Meldung vom 24.02.2011

Ende März hätte sich der Traum des Schengen-Beitritts für Rumänien und Bulgarien erfüllen sollen. Doch der Termin wurde verschoben. Nicht alle technischen Voraussetzungen lägen vor, um die neuen Außengrenzen Europas zu schützen, bemängelten vor allem Frankreich und Deutschland, die Schwergewichte in der Europäischen Union. Als ein weiterer kritischer Punkt wird die zähe Korruption in Rumänien und Bulgarien angeführt, die nicht ausreichend bekämpft wird.

Drei bulgarische Grenzpolizisten überwachen ihren Grenzabschnitt. Jenseits der Grenze liegt die Türkei: Sanfte Hügel, schöne Landschaft. Doch die Männer kümmern sich wenig um die Umgebung. Sie trainieren sich in akribischer Kontrolle. Im äußersten Südosten von Europa würde genau hier die neue Schengen-Außengrenze verlaufen.

## Aufgaben
A – Gib den Text über den Schengen-Beitritt von „Ende März hätte“ bis einschließlich „ausreichend bekämpft wird.“ wortgetreu wieder.
B – Welche beiden Länder bemängelten laut dem Text über den Schengen-Beitritt vor allem, dass nicht alle technischen Voraussetzungen vorlägen?
C – Schreibe den Text über den Schengen-Beitritt im Anschluss an seinen letzten Satz weiter.
Das anschließende Material steht für sich und gehört nicht zum Text über den Schengen-Beitritt.

## Datensätze

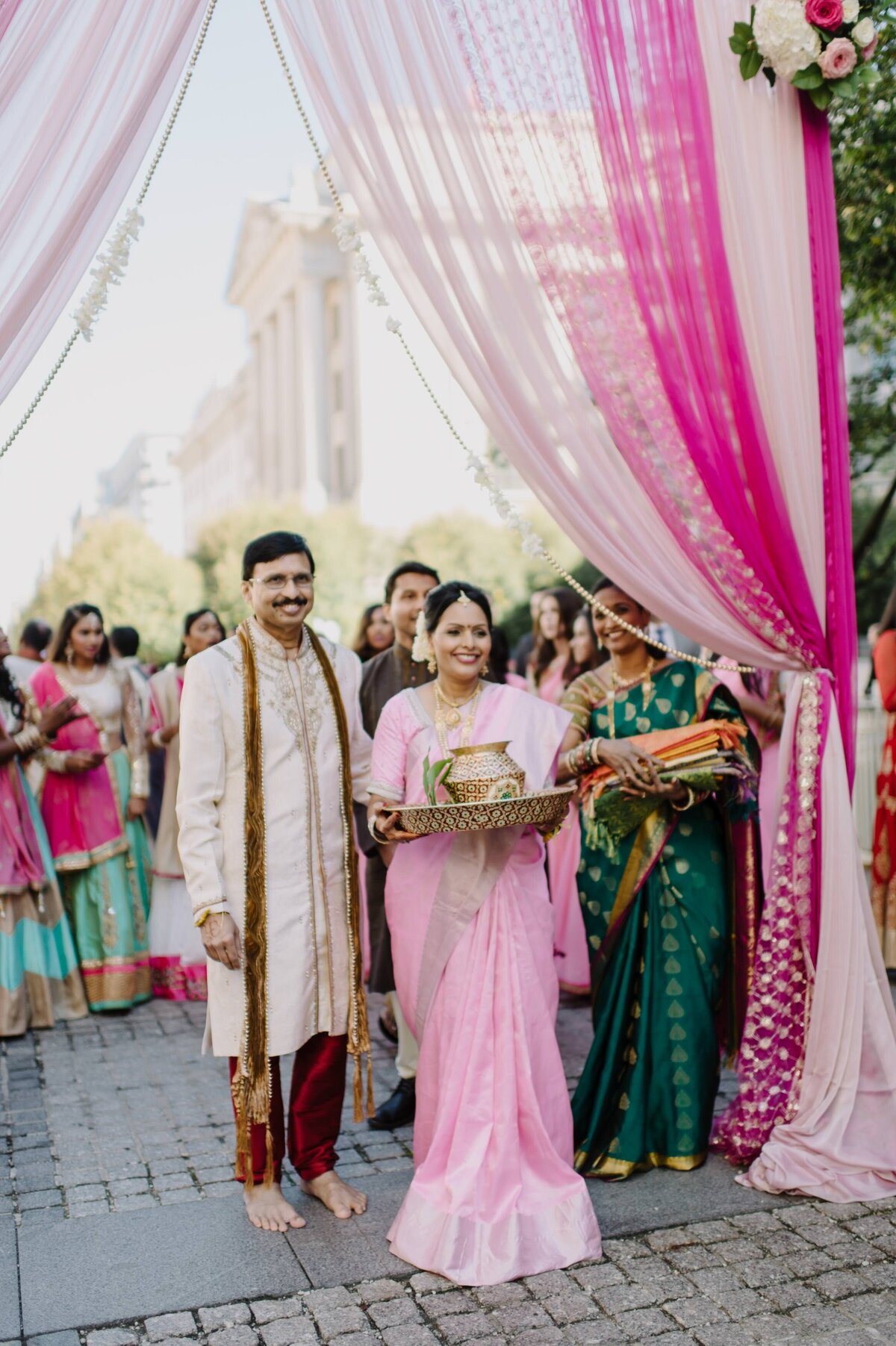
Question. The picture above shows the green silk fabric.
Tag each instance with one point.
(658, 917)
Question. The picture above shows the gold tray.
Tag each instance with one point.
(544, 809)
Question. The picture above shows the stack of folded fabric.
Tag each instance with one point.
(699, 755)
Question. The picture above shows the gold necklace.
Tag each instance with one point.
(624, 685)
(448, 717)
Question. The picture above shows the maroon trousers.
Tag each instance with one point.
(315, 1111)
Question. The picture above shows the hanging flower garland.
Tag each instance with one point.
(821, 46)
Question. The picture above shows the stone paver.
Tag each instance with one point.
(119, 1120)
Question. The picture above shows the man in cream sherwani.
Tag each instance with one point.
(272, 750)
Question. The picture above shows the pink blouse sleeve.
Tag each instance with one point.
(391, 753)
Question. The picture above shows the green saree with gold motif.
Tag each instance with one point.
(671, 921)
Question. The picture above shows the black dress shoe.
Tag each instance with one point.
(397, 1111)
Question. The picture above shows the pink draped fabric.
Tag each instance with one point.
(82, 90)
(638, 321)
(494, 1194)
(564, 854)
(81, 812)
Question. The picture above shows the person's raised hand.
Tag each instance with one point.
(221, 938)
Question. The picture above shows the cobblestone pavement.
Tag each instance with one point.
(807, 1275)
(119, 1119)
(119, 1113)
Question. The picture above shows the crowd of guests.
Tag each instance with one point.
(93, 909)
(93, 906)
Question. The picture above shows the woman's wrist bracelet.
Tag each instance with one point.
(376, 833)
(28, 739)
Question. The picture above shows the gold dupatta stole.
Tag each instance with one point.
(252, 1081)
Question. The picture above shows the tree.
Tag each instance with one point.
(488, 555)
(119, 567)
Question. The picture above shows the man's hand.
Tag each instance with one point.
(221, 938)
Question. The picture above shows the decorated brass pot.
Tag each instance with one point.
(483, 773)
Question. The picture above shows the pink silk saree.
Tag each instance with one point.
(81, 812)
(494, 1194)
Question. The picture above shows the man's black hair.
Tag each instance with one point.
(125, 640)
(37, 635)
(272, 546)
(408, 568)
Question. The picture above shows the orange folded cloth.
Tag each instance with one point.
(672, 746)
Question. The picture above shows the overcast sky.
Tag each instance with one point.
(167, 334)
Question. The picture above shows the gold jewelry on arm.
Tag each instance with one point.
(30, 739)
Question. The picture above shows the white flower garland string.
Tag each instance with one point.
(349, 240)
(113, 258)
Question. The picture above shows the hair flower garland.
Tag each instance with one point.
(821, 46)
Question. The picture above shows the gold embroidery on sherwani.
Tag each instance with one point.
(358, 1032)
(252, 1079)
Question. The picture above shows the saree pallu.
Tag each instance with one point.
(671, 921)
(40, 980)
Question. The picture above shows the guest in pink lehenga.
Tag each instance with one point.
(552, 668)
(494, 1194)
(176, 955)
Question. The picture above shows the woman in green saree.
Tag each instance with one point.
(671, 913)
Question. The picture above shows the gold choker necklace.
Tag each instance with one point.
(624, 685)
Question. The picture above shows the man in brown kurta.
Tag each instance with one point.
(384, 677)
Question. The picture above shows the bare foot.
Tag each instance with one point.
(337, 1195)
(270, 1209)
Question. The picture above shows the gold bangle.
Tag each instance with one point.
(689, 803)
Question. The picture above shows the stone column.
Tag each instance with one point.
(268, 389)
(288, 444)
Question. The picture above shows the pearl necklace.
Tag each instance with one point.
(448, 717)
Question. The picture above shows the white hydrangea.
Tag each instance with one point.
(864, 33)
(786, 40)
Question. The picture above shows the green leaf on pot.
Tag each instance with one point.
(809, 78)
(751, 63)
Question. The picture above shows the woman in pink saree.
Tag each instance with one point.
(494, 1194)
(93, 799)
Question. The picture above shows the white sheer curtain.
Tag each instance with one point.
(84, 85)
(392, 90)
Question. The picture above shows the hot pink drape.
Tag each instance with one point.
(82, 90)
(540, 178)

## Antworten
A –
Ende März hätte sich der Traum des Schengen-Beitritts für Rumänien und Bulgarien erfüllen sollen. Doch der Termin wurde verschoben. Nicht alle technischen Voraussetzungen lägen vor, um die neuen Außengrenzen Europas zu schützen, bemängelten vor allem Frankreich und Deutschland, die Schwergewichte in der Europäischen Union. Als ein weiterer kritischer Punkt wird die zähe Korruption in Rumänien und Bulgarien angeführt, die nicht ausreichend bekämpft wird.

B – Frankreich und Deutschland.

C –
„Wir sind hier an einem Überwachungsposten. Wenn wir uns positioniert haben, fahren wir die Wärmebildkamera aus und beginnen, zu beobachten. Das System funktioniert durch Wärmemessung. Jeder Körper strahlt Wärme aus – und so können wir jegliche Bewegung registrieren.“

Die Grenzpolizisten sitzen in ihrem Geländewagen und bedienen per Joystick die Kamera. Sie filmt ein scharfes Schwarzweißbild, das auf dem Überwachungsmonitor erscheint. „Mit der Kamera können wir auch nachts beobachten. Wir finden damit nicht alle Flüchtlinge, aber ich denke, dass wir 90 bis 95 Prozent mit dieser Technik aufspüren können.“

Die bulgarisch-türkische Grenze gilt als ein Dreh- und Angelpunkt, um illegaler Einwanderung in die EU vorzubeugen. Ein großer Teil der Flüchtlinge, die von einem besseren Leben in Europa ausgehen, nimmt die Südosteuropa-Route über die Türkei. Betroffen von illegaler Einwanderung ist immer wieder Griechenland – aber auch Bulgarien hat im vergangenen Jahr einen Anstieg von illegalen Grenzübertritten um ein Viertel verzeichnet. Entsprechend genau beobachtet die Europäische Union, was dort vor sich geht.

Im Dezember kamen Schengen-Experten bei ihrer Visite am Rande Bulgariens zu dem ernüchternden Ergebnis: Diese Grenze ist nicht sicher genug. Damit war der Traum von der Aufnahme in den Schengen-Raum Ende März geplatzt. Und auch Rumänien muss zurück auf die Wartebank, selbst wenn es bereits in allen technischen Anforderungen genügt. Die Europäische Union will die beiden nur im Doppelpack aufnehmen – aus Kostengründen.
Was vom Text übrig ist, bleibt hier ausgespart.